[START OF Given passage]

Then, iterate through the list, map the values to ints and them sum for each elf.

In [101]:
# Run this if you are running a clean version of Python

# %%capture
# %pip install numpy

In [102]:
import numpy as np

with open("data/day-1.txt") as f:
    data = " ".join(f.read().split("\n")).split("  ")
sums = np.array(
    [np.array(list(map(lambda x: int(x), x))).sum() for x in [x.split() for x in data]]
)
sums.max()

71506

### Second Puzzle
Sort the list and then find the top three and sum them up.

In [103]:
sums.sort()
sums[::-1][:3].sum()

209603

## Improved or alternate solution

## First alternative
This is the first alternative I came up with. It has some small improvements over the first solution, and runs 3x faster.

In [147]:
def first_alternative(data=None):
    if data is None:
        with open("data/day-1.txt") as f:
            data = f.read()
    elf_calorie_sums = [
        sum(list(map(int, elf_strings.split("\n"))))
        for elf_strings in data.split("\n\n")
    ]
    elf_calorie_sums.sort()
    elf_calorie_sums.reverse()
    return elf_calorie_sums[0], sum(elf_calorie_sums[:3])


solution_1, solution_2 = first_alternative()
print(f"The most an elf is carrying is {solution_1} calories")
print(f"The three elfs that carries the most has together {solution_2} calories")

The most an elf is carrying is 71506 calories
The three elfs that carries the most has together 209603 calories


## Second alternative
While I thought this was going to be much faster, in fact, this is much much slower than any other alternative. I'm leaving it here for reference. It could be further optimised by reducing the number of times we perform the argmin operation but I am not sure if this is the true bottleneck.

In [108]:
def second_alternative(data=None):
    if data is None:
        with open("data/day-1.txt") as f:
            data = f.read()

    # hyperparameter
    top_n = 3

    temp = []
    elf_storage = []
    partial_solution = [0] * top_n
    chars = len(data)
    i = 0
    while i < chars:
        if data[i].isalnum():
            temp.append(data[i])
            i += 1
        else:
            elf_storage.append(int("".join(temp)))
            temp = []
            if data[i] == data[i + 1]:
                elf_calories = sum(elf_storage)
                smallest = min(
                    range(len(partial_solution)), key=partial_solution.__getitem__
                )

[END OF Given passage]
[START OF Excerpted records]

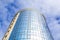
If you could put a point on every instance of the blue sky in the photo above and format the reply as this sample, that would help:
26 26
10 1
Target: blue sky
50 8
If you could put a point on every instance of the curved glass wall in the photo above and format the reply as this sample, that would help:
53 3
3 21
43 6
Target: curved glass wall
30 25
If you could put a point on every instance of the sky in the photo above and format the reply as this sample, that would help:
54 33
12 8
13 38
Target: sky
49 8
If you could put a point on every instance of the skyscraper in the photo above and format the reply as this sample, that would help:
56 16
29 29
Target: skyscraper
29 25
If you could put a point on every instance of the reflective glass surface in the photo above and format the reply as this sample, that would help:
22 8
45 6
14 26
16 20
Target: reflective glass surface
30 25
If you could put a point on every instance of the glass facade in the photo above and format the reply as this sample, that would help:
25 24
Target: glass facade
30 25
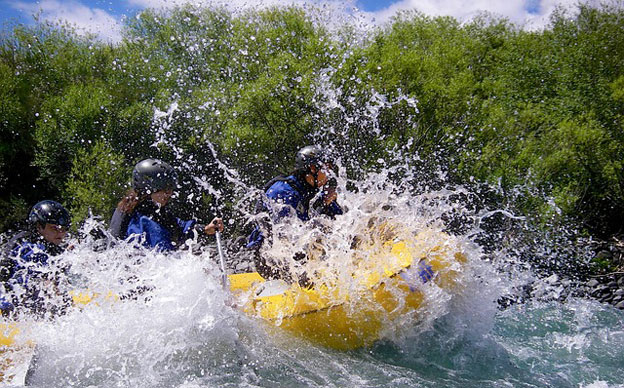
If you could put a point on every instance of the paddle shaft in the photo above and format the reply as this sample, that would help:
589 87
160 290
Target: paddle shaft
221 260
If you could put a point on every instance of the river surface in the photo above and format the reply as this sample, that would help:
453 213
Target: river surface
183 333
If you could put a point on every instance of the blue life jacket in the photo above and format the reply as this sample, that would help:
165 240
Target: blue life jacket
26 260
296 195
158 229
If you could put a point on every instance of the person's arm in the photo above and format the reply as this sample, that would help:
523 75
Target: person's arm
215 225
150 233
119 224
329 205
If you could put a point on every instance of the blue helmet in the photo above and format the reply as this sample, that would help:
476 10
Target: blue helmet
49 212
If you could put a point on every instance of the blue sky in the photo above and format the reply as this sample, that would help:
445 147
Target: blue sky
103 17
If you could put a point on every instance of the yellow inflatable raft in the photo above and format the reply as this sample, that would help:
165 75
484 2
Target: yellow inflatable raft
387 284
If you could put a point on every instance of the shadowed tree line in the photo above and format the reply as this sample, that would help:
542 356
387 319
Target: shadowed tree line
538 114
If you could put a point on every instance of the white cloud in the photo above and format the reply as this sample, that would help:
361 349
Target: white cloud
85 19
530 14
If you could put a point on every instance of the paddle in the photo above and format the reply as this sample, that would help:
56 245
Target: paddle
224 279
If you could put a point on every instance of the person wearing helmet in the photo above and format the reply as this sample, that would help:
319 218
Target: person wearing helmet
26 272
311 178
143 211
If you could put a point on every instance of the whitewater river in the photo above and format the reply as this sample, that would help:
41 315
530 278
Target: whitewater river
183 333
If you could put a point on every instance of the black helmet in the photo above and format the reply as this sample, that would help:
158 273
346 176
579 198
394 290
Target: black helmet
49 212
311 155
153 175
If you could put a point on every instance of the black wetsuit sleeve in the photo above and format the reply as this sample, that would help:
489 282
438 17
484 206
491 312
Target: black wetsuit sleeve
119 224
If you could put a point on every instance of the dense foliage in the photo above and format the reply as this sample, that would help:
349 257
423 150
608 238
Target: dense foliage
538 113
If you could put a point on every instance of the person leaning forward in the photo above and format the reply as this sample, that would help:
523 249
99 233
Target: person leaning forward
143 210
313 167
28 278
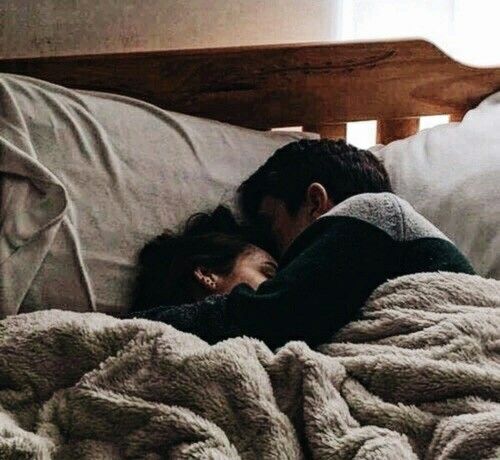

[END OF Excerpted records]

# Required work
1. Return the stretch of the elf calorie notebook that starts at "elf_calorie_sums.reverse()" and stops after "the true bottleneck.", copied word for word.
2. According to the elf calorie notebook, how much faster does the first alternative run than the first solution?

# Per-task outputs
1.
elf_calorie_sums.reverse()
    return elf_calorie_sums[0], sum(elf_calorie_sums[:3])


solution_1, solution_2 = first_alternative()
print(f"The most an elf is carrying is {solution_1} calories")
print(f"The three elfs that carries the most has together {solution_2} calories")

The most an elf is carrying is 71506 calories
The three elfs that carries the most has together 209603 calories


## Second alternative
While I thought this was going to be much faster, in fact, this is much much slower than any other alternative. I'm leaving it here for reference. It could be further optimised by reducing the number of times we perform the argmin operation but I am not sure if this is the true bottleneck.

2. It runs 3x faster.